Work order: Set down the data that follows again, exactly as written.

Start of Dataset records

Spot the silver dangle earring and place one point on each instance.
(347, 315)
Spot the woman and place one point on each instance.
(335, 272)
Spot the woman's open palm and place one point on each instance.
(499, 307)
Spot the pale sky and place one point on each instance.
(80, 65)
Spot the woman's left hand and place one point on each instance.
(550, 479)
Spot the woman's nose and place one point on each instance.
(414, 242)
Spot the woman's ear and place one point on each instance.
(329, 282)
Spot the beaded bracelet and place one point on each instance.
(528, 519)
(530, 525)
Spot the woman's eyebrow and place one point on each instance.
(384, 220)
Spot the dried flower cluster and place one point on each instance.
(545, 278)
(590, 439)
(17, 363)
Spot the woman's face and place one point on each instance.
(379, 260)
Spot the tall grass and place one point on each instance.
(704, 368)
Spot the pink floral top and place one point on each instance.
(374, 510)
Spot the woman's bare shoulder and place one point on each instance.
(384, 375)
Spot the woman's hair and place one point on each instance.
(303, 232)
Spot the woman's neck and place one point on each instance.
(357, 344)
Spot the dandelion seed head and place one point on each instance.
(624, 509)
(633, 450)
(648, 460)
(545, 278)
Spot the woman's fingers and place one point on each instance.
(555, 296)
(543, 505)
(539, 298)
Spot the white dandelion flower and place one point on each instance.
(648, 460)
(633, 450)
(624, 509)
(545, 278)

End of Dataset records

Response:
Spot the silver dangle earring and place one point on each instance.
(347, 315)
Spot the woman and place one point on each instance.
(335, 272)
Spot the woman's open palm and place one point on each instance.
(499, 307)
Spot the pale sky and place one point on each instance.
(80, 65)
Spot the woman's left hand and place one point on each instance.
(550, 479)
Spot the woman's nose and place one point on each instance.
(414, 242)
Spot the woman's ear and place one point on each instance.
(329, 282)
Spot the beaded bracelet and place one point on each instance.
(528, 519)
(530, 525)
Spot the woman's eyebrow and place one point on each instance.
(384, 220)
Spot the dried flower cluster and place one point on each instance.
(545, 278)
(590, 439)
(17, 363)
Spot the woman's face and place one point on each instance.
(379, 260)
Spot the tall grass and place one point on each instance.
(704, 368)
Spot the pink floral top and place one point on each instance.
(374, 510)
Spot the woman's bare shoulder and place one point on each instance.
(384, 375)
Spot the woman's hair and place one point on each instance.
(303, 232)
Spot the woman's neck and place one point on each instance.
(357, 344)
Spot the dandelion seed head and place one point on each instance.
(624, 509)
(633, 450)
(648, 460)
(545, 278)
Spot the woman's fingers and place one point on each instance.
(555, 296)
(543, 505)
(539, 298)
Spot the white dandelion flower and place one point on each instance.
(648, 460)
(633, 450)
(624, 509)
(545, 278)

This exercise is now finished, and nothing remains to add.